Records for the task:
· · · · ·

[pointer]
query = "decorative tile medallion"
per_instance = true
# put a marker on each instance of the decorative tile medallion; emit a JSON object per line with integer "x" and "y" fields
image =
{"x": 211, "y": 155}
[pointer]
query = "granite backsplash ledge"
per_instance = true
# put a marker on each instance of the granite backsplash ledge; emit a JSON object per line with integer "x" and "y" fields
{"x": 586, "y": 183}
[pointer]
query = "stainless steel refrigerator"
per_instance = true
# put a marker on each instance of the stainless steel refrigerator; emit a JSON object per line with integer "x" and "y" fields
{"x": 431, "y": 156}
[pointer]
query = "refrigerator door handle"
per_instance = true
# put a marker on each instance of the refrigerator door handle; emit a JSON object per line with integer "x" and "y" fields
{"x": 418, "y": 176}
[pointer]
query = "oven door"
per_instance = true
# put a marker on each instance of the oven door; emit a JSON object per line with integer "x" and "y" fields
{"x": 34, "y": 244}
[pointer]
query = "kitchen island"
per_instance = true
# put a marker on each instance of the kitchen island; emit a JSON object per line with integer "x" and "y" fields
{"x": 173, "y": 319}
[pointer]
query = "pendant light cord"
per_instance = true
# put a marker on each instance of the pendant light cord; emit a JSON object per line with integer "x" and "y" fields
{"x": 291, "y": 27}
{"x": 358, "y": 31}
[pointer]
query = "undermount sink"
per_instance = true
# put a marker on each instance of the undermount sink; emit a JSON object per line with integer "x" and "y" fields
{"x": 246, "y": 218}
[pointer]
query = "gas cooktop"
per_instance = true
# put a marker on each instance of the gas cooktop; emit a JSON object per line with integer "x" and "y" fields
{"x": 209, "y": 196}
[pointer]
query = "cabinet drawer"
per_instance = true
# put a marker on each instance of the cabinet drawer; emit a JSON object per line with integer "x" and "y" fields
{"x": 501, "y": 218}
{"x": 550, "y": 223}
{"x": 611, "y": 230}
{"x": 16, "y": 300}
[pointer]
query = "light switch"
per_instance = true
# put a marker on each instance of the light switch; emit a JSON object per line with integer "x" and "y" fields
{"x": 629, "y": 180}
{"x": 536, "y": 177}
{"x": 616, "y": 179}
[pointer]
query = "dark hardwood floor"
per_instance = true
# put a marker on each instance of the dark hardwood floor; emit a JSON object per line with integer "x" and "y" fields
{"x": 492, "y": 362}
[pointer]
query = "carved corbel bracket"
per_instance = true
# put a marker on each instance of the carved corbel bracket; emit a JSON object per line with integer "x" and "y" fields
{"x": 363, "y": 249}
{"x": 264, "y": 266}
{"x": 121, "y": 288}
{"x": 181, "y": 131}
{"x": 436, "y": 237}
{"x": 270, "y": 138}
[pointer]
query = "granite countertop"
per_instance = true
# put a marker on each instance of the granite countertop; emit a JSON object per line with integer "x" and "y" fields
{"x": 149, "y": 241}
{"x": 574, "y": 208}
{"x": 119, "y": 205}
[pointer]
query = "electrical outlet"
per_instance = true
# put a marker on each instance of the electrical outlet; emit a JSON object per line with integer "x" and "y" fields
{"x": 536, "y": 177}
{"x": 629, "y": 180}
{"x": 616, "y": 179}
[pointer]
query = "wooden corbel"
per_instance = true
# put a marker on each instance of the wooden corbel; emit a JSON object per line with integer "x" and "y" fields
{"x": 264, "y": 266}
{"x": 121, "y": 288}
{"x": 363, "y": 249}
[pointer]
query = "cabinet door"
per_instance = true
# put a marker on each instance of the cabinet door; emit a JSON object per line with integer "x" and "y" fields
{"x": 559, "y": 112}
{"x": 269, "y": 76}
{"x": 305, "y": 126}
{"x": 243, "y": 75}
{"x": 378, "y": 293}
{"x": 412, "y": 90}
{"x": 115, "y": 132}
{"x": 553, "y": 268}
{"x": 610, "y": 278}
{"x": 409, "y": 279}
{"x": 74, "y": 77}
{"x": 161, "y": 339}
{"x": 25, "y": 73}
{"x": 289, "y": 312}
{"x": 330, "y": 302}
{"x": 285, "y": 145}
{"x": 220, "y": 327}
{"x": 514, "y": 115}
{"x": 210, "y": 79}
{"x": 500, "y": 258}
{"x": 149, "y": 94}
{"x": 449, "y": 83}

· · · · ·

Work to complete: Copy the material above back out, exactly as written.

Result of this exercise:
[pointer]
query = "decorative tile medallion"
per_instance = true
# put a marker on each instance of the decorative tile medallion; emit a JSON object per line with integer "x" and "y" fields
image =
{"x": 211, "y": 155}
[pointer]
query = "granite backsplash ledge"
per_instance = true
# put a marker on each instance of the granite backsplash ledge; emit a JSON object per line with integer "x" and "y" fields
{"x": 586, "y": 183}
[pointer]
query = "stainless steel refrigerator"
per_instance = true
# put a marker on each instance of the stainless steel refrigerator; emit a JSON object per line with integer "x" and "y" fields
{"x": 431, "y": 156}
[pointer]
query = "refrigerator door handle"
per_instance = true
# put a marker on each instance of the refrigerator door handle; emit a JSON object per line with integer "x" and "y" fields
{"x": 418, "y": 176}
[pointer]
query = "oven door"
per_instance = true
# put a marker on each instance of the oven door; emit a JSON object per line with integer "x" and "y" fields
{"x": 34, "y": 244}
[pointer]
query = "kitchen island"
per_instance = true
# put a marker on each instance of the kitchen island; emit a JSON object per line with integer "x" and "y" fields
{"x": 173, "y": 319}
[pointer]
query = "pendant light cord"
per_instance = true
# put a marker on each instance of the pendant light cord; emit a JSON object per line with integer "x" and "y" fields
{"x": 291, "y": 27}
{"x": 358, "y": 31}
[pointer]
query = "undermount sink"
per_instance = true
# put a marker on each instance of the undermount sink; emit a JSON object per line with integer "x" and "y" fields
{"x": 246, "y": 218}
[pointer]
query = "gas cooktop"
per_instance = true
# put a marker on each instance of the gas cooktop; emit a JSON object per line with integer "x" and "y" fields
{"x": 209, "y": 196}
[pointer]
query = "cabinet drawer"
per_instance = true
# put a marker on each instance of the cabinet drawer; emit a JSON object per line with integer "x" and "y" fields
{"x": 501, "y": 218}
{"x": 550, "y": 223}
{"x": 611, "y": 230}
{"x": 16, "y": 300}
[pointer]
query = "light switch"
per_instance = true
# put a marker on each instance of the light switch; emit a JSON object per line with integer "x" and "y" fields
{"x": 629, "y": 180}
{"x": 536, "y": 177}
{"x": 616, "y": 179}
[pointer]
query = "dark hardwood floor"
per_instance = true
# put a marker on each instance of the dark hardwood floor; emit a JSON object per line with integer "x" and "y" fields
{"x": 492, "y": 362}
[pointer]
query = "carved corbel bracket"
per_instance = true
# put a marker on each instance of the carved corbel bracket; emit a JSON object per line with integer "x" and "y" fields
{"x": 363, "y": 249}
{"x": 264, "y": 266}
{"x": 121, "y": 288}
{"x": 181, "y": 131}
{"x": 436, "y": 237}
{"x": 270, "y": 138}
[pointer]
query = "granite countertop"
per_instance = true
# put a marker on each instance of the granite countertop; emit a JSON object per line with integer "x" and "y" fields
{"x": 149, "y": 241}
{"x": 574, "y": 208}
{"x": 119, "y": 205}
[pointer]
query = "electrical outlet"
per_instance = true
# put a marker on each instance of the electrical outlet; emit a JSON object per line with integer "x" and "y" fields
{"x": 536, "y": 177}
{"x": 629, "y": 180}
{"x": 616, "y": 179}
[pointer]
query = "wooden corbel"
per_instance = true
# put a marker on each instance of the wooden corbel; emit a JSON object per line with integer "x" and "y" fields
{"x": 264, "y": 266}
{"x": 121, "y": 288}
{"x": 363, "y": 249}
[pointer]
query = "cabinet door"
per_instance = true
# put a marker on each instance of the cabinet door; emit a JSON object per line with integer "x" and "y" fields
{"x": 559, "y": 112}
{"x": 269, "y": 76}
{"x": 305, "y": 126}
{"x": 243, "y": 75}
{"x": 378, "y": 293}
{"x": 412, "y": 90}
{"x": 115, "y": 132}
{"x": 553, "y": 268}
{"x": 610, "y": 278}
{"x": 409, "y": 279}
{"x": 74, "y": 77}
{"x": 161, "y": 339}
{"x": 25, "y": 73}
{"x": 289, "y": 312}
{"x": 330, "y": 302}
{"x": 285, "y": 145}
{"x": 220, "y": 327}
{"x": 514, "y": 115}
{"x": 210, "y": 79}
{"x": 500, "y": 258}
{"x": 149, "y": 94}
{"x": 449, "y": 83}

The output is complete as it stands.